Dans mon dernier bulletin, j’expliquais comment la présence de déterminants glucidiques (CCD) à réactivité croisée sur les allergènes des plantes et des hyménoptères pouvait affecter les résultats des tests sérologiques IgE. J’ai décidé de continuer sur le thème saisonnier des pollens pour consacrer les trois prochains bulletins aux allergènes de pollens de graminées, de mauvaises herbes (ivraies) et d’arbres.
Thierry Olivry, DrVet, PhD, DipECVD, DipACVD
Professeur-chercheur en immunodermatologie
NC State University College of Veterinary Medicine, Raleigh, Caroline du Nord, États-Unis
Conseiller scientifique et consultant en dermatologie et allergie
Nextmune, Stockholm, Suède
Point de vue numéro 10
Chers lecteurs,
Déjà ma 10ème newsletter, le temps passe vite !
# # #
● LISTE DES TÂCHES
• a. Dans le bulletin sur les allergènes, relevez toutes les catégories de pollens auxquelles seront consacrés les trois prochains bulletins.
• b. Poursuivez le bulletin sur les allergènes en reprenant juste après sa dernière phrase.
# # #
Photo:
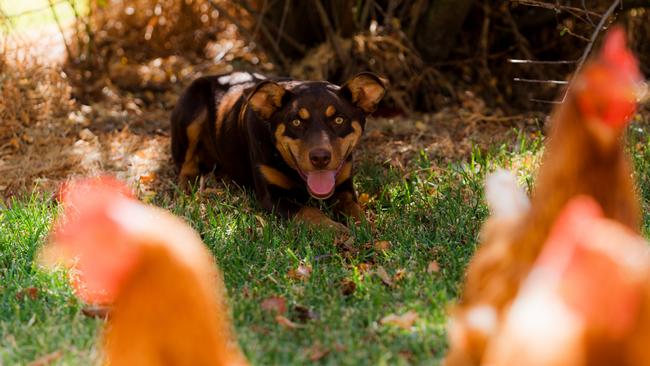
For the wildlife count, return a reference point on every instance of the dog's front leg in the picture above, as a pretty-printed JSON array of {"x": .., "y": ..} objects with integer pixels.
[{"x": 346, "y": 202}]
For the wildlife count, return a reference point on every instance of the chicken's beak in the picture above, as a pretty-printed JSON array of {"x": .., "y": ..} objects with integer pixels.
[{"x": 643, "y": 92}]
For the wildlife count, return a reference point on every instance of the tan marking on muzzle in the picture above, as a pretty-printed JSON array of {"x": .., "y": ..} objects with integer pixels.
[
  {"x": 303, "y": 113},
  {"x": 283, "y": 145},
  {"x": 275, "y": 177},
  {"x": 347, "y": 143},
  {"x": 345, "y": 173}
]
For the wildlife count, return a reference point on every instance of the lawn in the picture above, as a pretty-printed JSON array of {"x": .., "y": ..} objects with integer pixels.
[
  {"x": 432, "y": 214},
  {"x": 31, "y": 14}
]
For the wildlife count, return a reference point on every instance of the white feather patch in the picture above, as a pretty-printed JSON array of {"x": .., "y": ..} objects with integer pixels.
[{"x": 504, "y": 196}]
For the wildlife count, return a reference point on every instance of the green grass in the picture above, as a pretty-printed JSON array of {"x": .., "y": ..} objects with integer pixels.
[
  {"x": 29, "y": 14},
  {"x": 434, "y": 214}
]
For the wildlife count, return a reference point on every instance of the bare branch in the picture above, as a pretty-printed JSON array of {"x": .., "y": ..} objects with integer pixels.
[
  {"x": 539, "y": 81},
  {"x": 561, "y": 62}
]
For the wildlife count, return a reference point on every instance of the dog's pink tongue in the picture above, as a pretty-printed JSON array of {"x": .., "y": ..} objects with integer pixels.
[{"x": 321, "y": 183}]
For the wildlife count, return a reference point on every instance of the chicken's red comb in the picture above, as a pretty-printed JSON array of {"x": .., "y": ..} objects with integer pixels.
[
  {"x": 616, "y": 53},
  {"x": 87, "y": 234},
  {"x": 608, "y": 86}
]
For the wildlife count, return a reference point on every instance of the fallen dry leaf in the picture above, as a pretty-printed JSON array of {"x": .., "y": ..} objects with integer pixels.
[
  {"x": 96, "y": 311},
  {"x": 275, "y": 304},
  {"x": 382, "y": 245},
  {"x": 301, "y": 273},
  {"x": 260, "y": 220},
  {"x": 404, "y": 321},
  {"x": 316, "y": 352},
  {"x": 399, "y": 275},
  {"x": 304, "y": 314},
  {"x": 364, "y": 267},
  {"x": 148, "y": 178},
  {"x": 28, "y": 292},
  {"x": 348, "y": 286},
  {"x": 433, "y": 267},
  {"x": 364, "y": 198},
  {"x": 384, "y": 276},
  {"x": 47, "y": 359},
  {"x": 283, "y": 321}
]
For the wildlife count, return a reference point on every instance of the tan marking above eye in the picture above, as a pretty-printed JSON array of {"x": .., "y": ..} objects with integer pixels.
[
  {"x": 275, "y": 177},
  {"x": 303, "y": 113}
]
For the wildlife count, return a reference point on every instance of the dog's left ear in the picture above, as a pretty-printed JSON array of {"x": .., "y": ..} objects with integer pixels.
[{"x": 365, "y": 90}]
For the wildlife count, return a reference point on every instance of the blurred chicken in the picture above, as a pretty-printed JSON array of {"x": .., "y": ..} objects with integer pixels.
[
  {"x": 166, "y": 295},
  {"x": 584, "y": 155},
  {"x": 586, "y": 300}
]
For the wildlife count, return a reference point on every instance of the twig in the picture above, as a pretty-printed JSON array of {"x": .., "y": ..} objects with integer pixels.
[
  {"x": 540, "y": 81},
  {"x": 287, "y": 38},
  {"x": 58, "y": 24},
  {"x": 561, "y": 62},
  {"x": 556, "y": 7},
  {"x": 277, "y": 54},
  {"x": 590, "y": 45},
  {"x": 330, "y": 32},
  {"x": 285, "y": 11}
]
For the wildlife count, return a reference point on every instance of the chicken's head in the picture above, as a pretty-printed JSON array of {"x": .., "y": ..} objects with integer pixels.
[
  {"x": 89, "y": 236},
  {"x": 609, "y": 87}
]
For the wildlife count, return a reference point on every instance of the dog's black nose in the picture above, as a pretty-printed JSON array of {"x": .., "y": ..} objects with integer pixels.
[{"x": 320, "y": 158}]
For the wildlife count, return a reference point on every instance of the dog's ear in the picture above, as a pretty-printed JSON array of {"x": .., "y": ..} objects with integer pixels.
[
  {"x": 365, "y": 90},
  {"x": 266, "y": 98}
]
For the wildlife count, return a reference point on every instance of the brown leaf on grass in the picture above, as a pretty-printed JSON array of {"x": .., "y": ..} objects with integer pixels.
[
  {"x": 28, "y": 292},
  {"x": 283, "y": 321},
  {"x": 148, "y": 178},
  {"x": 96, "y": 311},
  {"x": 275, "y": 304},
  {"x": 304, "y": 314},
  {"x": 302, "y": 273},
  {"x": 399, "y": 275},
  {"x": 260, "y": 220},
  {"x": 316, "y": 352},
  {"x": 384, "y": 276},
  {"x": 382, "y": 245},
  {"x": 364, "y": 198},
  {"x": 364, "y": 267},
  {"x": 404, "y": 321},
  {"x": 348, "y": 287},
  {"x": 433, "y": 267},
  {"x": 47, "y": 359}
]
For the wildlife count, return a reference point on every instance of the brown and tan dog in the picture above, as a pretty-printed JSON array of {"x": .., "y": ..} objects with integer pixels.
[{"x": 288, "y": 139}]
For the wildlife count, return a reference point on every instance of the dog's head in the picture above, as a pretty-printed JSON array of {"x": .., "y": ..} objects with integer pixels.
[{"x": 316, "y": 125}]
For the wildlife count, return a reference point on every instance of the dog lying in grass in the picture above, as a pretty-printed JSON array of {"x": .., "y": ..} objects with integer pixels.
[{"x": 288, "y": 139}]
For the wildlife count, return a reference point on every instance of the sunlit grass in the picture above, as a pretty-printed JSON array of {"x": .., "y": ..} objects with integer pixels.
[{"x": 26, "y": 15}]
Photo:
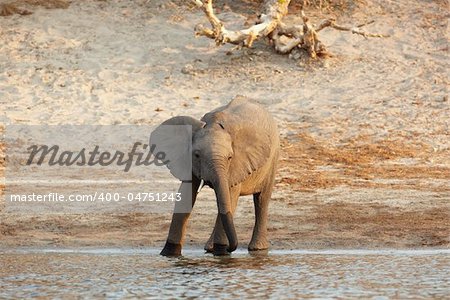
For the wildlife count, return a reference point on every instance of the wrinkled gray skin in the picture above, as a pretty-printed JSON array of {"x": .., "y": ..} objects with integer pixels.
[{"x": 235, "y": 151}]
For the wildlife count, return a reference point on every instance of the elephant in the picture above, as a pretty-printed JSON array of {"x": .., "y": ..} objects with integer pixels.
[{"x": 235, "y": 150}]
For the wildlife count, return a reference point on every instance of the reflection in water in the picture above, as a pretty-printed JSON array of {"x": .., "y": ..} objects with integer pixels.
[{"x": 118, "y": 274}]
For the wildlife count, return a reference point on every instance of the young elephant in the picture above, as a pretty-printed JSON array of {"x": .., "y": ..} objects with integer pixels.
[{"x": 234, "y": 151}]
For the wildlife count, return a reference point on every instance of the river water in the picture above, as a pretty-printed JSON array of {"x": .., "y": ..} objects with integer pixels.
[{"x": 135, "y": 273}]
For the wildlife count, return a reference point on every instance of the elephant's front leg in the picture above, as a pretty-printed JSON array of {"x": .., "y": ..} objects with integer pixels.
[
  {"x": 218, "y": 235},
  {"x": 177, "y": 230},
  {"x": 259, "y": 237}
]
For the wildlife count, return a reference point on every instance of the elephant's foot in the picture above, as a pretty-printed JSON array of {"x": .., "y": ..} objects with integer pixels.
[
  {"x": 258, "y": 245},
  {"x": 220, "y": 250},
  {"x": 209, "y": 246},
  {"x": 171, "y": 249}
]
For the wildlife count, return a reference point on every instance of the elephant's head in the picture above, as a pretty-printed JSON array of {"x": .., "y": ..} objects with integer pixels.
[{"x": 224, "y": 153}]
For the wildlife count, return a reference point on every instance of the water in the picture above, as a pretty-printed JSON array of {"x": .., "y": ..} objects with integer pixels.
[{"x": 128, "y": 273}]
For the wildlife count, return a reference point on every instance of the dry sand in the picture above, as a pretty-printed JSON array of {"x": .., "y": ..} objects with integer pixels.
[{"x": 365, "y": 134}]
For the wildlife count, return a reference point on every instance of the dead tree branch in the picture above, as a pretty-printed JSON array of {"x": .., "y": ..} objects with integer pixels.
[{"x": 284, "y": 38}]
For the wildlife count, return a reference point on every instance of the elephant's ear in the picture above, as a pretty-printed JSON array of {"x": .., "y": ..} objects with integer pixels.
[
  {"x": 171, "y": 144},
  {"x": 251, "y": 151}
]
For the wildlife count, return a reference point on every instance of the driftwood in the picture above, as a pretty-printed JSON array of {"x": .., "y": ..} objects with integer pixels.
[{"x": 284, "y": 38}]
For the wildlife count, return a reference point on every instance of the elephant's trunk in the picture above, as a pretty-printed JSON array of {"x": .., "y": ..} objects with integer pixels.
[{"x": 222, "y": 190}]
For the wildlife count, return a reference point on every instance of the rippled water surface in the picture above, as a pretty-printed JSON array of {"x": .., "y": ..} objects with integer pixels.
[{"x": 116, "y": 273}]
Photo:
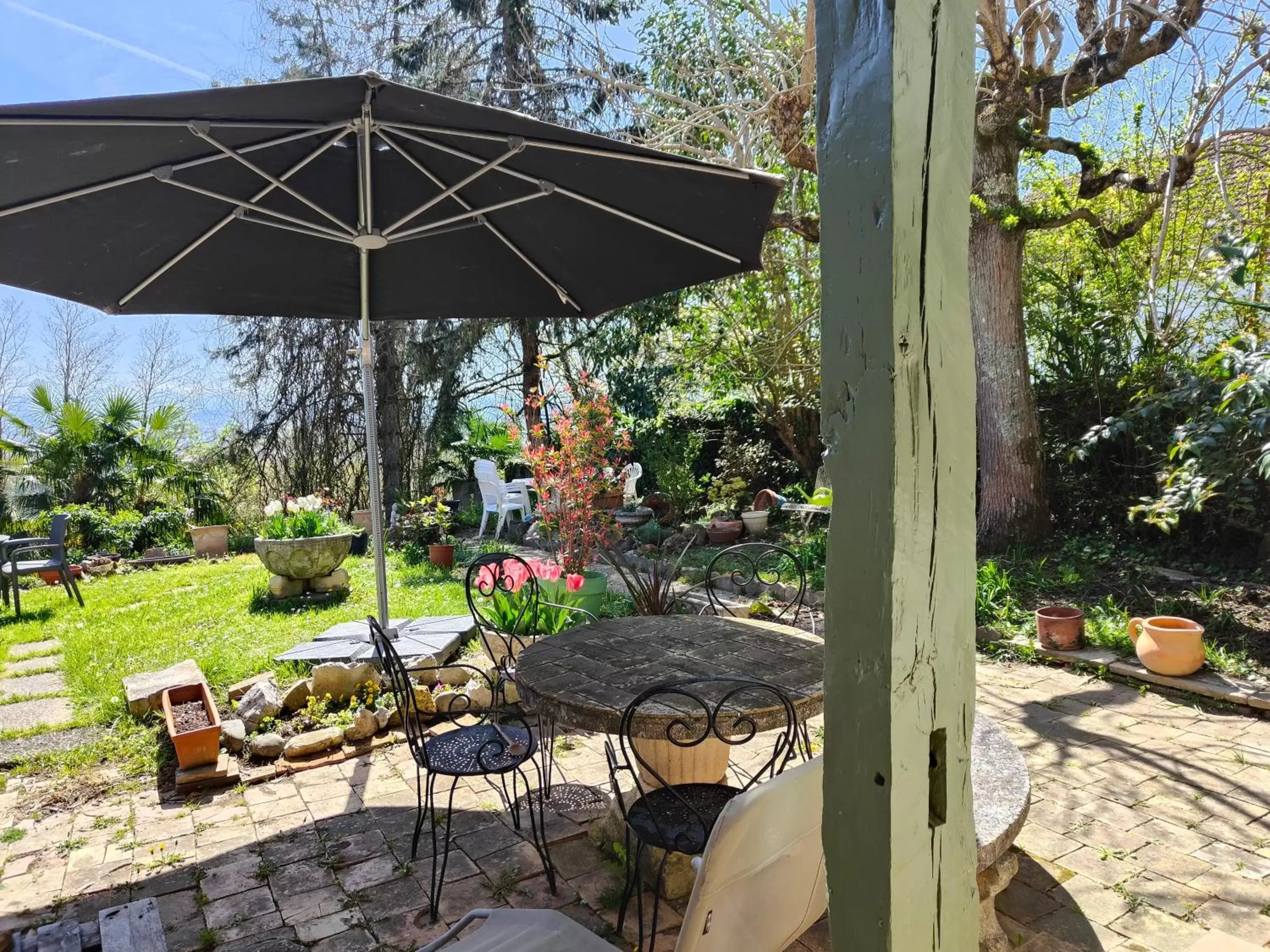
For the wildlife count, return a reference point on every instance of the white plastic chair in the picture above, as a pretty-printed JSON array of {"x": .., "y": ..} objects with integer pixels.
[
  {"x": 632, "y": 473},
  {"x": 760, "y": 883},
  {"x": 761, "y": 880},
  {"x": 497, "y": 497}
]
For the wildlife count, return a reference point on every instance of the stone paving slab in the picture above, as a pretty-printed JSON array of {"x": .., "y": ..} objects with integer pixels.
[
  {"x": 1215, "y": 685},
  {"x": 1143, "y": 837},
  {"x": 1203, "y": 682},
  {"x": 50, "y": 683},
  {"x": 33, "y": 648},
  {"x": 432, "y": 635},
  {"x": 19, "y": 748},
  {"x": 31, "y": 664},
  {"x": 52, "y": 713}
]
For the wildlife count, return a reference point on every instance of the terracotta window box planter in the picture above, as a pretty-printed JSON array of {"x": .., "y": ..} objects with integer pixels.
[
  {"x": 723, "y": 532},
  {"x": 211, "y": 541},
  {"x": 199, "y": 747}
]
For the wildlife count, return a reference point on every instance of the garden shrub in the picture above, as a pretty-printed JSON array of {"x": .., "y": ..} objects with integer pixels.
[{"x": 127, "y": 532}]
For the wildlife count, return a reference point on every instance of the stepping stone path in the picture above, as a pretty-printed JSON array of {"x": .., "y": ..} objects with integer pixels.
# # #
● RÉPONSES DANS L'ORDRE
• a. graminées, mauvaises herbes (ivraies), arbres

• b.
Beaucoup de choses ont été publiées ces dernières années sur l’identification de leurs allergènes moléculaires et de leurs réactivités croisées, et j’ai pensé que nos lecteurs seraient intéressés par une mise à jour sur ce sujet. À l’approche de la saison des allergies au pollen de graminées, examinons ces allergènes.
À propos des graminées…
Il est évident que les graminées (de la famille des Poaceae) sont présentes presque partout dans le monde. Dans les pays à climat tempéré (comme la plupart de l’Europe et de l’Amérique du Nord), les graminées de la sous-famille des Pooideae prédominent. Pour certains représentants des différentes sous-familles d’herbes, regardez l’encadré à la fin de ce bulletin.
Comme vous le savez sûrement déjà, les graminées tempérées pollinisent normalement entre mai et août, avec un pic en juin et juillet. Dans les climats les plus septentrionaux, la saison de pollinisation commencera évidemment plus tard, chevauchant celle de certaines mauvaises herbes allergèniques. Au contraire, dans les régions méridionales, la pollinisation commence plus tôt et coïncide alors avec celle de certains arbres à floraison tardive.
Dans les régions subtropicales, les graminées des sous-familles Panicodieae et Chloridoideae (voir encadré à la fin) pollinisent toute l’année.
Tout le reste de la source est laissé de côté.